■ **What is asked**
Please print all of the material below, word for word.

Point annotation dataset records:
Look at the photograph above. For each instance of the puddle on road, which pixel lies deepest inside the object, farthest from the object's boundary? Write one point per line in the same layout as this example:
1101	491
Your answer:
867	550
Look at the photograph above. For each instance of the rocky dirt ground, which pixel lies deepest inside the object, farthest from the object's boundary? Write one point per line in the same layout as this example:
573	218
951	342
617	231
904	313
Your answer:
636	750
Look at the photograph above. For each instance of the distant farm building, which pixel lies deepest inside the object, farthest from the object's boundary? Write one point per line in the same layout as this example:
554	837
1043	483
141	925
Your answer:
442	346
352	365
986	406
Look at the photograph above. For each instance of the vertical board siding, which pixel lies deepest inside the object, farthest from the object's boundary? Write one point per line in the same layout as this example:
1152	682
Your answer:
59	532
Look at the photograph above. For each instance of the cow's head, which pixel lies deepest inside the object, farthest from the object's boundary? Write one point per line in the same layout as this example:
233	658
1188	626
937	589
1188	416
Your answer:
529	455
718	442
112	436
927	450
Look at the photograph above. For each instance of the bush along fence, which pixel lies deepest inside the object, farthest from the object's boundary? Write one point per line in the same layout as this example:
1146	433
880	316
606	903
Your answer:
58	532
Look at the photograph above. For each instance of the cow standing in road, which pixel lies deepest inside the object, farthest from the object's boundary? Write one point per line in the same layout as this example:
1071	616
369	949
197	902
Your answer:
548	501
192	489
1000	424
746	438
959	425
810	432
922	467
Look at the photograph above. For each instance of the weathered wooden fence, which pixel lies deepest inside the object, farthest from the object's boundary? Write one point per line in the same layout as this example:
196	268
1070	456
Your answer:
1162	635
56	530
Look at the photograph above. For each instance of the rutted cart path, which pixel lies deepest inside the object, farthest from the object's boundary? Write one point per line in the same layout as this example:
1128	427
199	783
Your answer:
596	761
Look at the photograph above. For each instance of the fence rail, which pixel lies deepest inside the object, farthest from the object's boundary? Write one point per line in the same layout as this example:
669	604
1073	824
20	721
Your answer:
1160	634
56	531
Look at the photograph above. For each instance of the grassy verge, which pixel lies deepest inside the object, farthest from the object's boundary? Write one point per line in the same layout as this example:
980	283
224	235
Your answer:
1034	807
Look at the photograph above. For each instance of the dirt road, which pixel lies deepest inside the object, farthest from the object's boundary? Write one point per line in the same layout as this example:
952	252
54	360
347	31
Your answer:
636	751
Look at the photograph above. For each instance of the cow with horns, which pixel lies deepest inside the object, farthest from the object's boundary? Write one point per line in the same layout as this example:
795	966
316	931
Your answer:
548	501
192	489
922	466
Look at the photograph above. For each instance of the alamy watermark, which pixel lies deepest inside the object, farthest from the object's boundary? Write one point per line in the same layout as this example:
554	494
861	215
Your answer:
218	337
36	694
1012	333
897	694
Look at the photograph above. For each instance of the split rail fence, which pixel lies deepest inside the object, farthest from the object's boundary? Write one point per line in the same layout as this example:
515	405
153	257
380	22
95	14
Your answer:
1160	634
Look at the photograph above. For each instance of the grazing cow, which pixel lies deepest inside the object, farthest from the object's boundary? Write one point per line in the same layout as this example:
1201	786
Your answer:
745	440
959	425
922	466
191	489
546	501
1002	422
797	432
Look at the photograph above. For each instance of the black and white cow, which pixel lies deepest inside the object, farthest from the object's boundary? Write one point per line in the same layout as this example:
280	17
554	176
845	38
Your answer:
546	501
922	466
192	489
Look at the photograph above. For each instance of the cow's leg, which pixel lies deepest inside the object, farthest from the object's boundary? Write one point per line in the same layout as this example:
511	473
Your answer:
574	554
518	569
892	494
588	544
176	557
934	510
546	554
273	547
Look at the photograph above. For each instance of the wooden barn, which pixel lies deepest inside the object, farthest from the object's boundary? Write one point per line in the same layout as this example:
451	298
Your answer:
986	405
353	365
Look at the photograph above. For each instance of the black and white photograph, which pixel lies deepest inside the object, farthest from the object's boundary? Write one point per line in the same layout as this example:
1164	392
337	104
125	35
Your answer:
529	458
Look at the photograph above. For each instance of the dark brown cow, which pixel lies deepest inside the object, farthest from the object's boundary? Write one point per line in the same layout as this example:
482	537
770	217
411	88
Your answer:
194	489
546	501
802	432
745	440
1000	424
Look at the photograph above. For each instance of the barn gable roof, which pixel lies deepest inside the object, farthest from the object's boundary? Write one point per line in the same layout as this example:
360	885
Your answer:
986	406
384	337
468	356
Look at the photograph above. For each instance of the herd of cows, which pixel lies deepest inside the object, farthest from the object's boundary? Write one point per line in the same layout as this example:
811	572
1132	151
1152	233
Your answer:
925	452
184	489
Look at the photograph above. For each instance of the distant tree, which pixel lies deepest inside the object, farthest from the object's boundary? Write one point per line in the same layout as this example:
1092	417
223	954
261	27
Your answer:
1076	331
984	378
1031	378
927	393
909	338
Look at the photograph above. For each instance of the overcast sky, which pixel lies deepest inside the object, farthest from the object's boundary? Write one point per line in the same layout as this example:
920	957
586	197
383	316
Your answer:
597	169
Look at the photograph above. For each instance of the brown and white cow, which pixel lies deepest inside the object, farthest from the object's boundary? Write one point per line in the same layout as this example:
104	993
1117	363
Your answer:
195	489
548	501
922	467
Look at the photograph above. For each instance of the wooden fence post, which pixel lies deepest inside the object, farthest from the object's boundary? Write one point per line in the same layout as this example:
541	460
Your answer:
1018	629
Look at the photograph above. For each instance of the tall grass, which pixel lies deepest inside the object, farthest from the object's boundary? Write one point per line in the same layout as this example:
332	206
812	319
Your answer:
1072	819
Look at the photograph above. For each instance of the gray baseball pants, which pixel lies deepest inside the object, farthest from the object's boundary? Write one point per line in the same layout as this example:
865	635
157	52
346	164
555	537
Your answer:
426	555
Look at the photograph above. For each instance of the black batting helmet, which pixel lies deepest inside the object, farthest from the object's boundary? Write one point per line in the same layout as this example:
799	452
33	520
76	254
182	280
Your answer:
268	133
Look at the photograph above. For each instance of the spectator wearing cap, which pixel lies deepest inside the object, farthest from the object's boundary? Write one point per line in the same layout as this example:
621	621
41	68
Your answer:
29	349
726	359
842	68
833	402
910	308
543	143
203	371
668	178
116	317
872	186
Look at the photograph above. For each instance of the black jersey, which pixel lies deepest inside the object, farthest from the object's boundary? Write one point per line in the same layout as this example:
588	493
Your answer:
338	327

■ **Result of this task**
Look at the photograph above. For each instance of the puddle on road, which pixel lies deepest inside the object, farthest from the object's boundary? Write one point per line in the same layout as this example:
1101	491
Your answer:
867	550
Look at the photograph above. For each instance of the rocky dirt ground, which pixel lies deepest inside the object, farthest from the object's boundary? Write one point per line in the same layout as this example:
573	218
951	342
617	231
904	313
Your answer:
636	750
Look at the photograph above. For each instance of the distant farm building, which pixel lies deepest inside the object, farthest from the object's boundary? Write one point per line in the same layout as this example:
554	837
1043	483
141	925
Your answer:
442	346
352	365
986	406
Look at the photograph above. For each instance of the vertical board siding, which pixel lies deepest inside the object, farthest from the object's boundary? Write one point per line in the same layout as this example:
1152	682
Your answer:
59	532
Look at the photograph above. For each instance of the cow's head, which pixel lies deepest inside the object, farthest from the object's boundary? Write one point per line in the same layout as this example:
233	658
1188	626
937	589
1188	416
Your answer:
529	455
718	442
112	436
927	450
Look at the photograph above. For each instance of the bush along fence, which pixel lies deepest inside the object, farthest from the object's boundary? Write one point per line in the same layout as this example:
1146	433
880	316
606	903
Your answer:
58	532
Look at the photograph above. For each instance of the cow standing in road, which pixel lies deepest inside the object, farthest from the object's boundary? Write one point per line in the same layout as this example:
1071	616
369	949
197	902
Your answer:
548	501
192	489
1000	424
746	438
959	425
810	432
922	467
Look at the photograph above. For each instance of the weathered wooden fence, which pixel lies deepest inside the object, farthest from the object's boundary? Write one point per line in the same layout as this example:
196	268
1070	456
Your answer:
1162	635
56	530
Look at the photograph above. For each instance of the rutted cart path, which pixel lies deepest inside the object, farthest from the object's boundary? Write one point per line in the same layout as this example:
1128	427
199	783
Your answer:
596	761
Look at the photograph above. For each instance of the fence rail, which pixel lies deepest inside the object, farthest from the object's boundary? Write one point per line in the same layout as this example:
669	604
1073	824
20	721
Your answer:
1160	634
56	531
Look at the photograph above. For each instance of the grassy verge, which pixel lies deepest inside the object, farthest from the object's boundary? Write one point per line in the same layout as this example:
980	283
224	235
Your answer:
1034	807
Look at the photograph above. For each instance of the dirt road, which pixel lies deepest inside the object, farthest from the object's boundary? Write one point per line in the same layout as this example:
952	252
54	360
347	31
Your answer:
636	751
Look at the photograph above. For each instance of the cow with horns, which pixel lies deepest inside the object, farthest from the object's boundary? Write one point per line in the same layout as this example:
795	966
316	931
Your answer:
548	501
192	489
922	466
Look at the photograph above. For each instance of the alamy watermark, which pixel lies deepest inside the object, farthest from the object's boundary? Write one point per line in the same layout as this example:
554	494
861	215
Your answer:
218	337
36	694
1012	333
897	694
Look at the photograph above. For each instance of the split rail fence, which pixel lies deepest inside the object, farthest from the object's boundary? Write one point per line in the same layout as this example:
515	405
153	257
380	22
95	14
Your answer:
1160	634
Look at the photograph above. For each instance of the grazing cow, which pixel lies deepest inside the object, farthest from the object's boundary? Write one point per line in the same layout as this example:
1201	786
Your answer:
745	440
959	425
922	466
191	489
546	501
1002	422
797	432
Look at the photograph above. For each instance of the black and white cow, which pixel lies deepest inside the object, farthest from the object's boundary? Write one point per line in the same layout as this example:
280	17
554	176
845	38
Your answer:
546	501
922	466
192	489
Look at the photograph above. For each instance of the cow's leg, which pixel lies deepest inside the object, farthest from the object's boundary? Write one point per line in the same layout as this example:
511	473
Your answer:
574	554
518	569
892	494
588	544
176	557
934	510
546	554
273	547
Look at the photograph above. For each instance of the wooden barn, which pixel lies deepest inside the object, farthest from the object's boundary? Write one point per line in the same layout as this example:
451	298
Your answer:
986	405
353	365
Look at the photograph above. For each instance of the black and white photograph, which pixel lies deepest inside the object, farthest from the object's boundary? Write one point per line in the same layout as this example:
1164	392
337	104
125	35
Your answer:
529	458
Look at the photograph above. For each instance of the dark brown cow, which pixel lies deepest inside the object, farthest from the object's boundary? Write one point per line in the same layout as this example:
482	537
770	217
411	88
Your answer:
194	489
546	501
802	432
745	440
1000	424
Look at the photograph above. For each instance of the barn gable roof, which pixel lies deepest inside the object, farthest from the object's boundary? Write one point per line in the same layout as this example:
360	885
Your answer:
986	406
384	337
468	356
Look at the photograph above. For each instance of the herd of cows, which pixel lies deepest inside the object, farthest from the object's boundary? Write one point per line in the same layout as this example:
811	572
1132	151
1152	233
Your answer:
925	452
184	489
Look at the photograph above. For each instance of the distant tree, which pixel lies deepest inside the object, farthest from the object's boundary? Write one point per line in the same layout as this example:
1092	417
223	954
261	27
Your answer:
1076	331
984	378
1031	378
927	393
909	338
Look at the photograph above. For each instance of the overcast sky, which pixel lies deepest inside the object, farthest from the object's boundary? Write one point per line in the same layout as this example:
920	957
586	197
383	316
Your answer:
597	169
Look at the photograph above. For each instance of the brown and white cow, which pixel lies deepest inside the object, farthest from the object's boundary? Write one point per line in the same layout as this example:
104	993
1117	363
Your answer:
195	489
548	501
922	467
Look at the photograph above. For each instance of the wooden fence post, which pixel lies deepest inside the object, farthest from the object's boundary? Write one point per line in the same layout as this example:
541	460
Your answer:
1018	629
Look at the photograph above. For each instance of the tall grass, which pixel lies deepest inside the object, farthest from the object's boundary? Write one point per line in the same layout as this example:
332	206
812	319
Your answer:
1072	819
Look at the photograph above. For each instance of the gray baseball pants, which pixel lies deepest inside the object, farthest from the object's boundary? Write one point per line in the same layout as this example:
865	635
157	52
346	164
555	537
Your answer:
426	555
Look at the photograph above. For each instance of the black batting helmet, which pixel lies deepest inside the object, farthest from the object's boundary? Write one point per line in the same layout as this example:
799	452
33	520
76	254
182	280
Your answer:
268	133
Look at the photograph above. For each instance of the spectator wearing cap, which pixel lies deepest inside the object, farthest from the object's boundary? Write one point per line in the same layout as this example:
621	621
41	68
Your answer:
29	349
726	359
842	68
833	402
910	308
543	143
203	371
668	178
116	317
872	186
Look at the photograph above. For each instance of the black jersey, which pixel lies deepest inside the object, farthest from the object's boundary? Write one point per line in the same layout as this example:
588	493
Your answer:
338	327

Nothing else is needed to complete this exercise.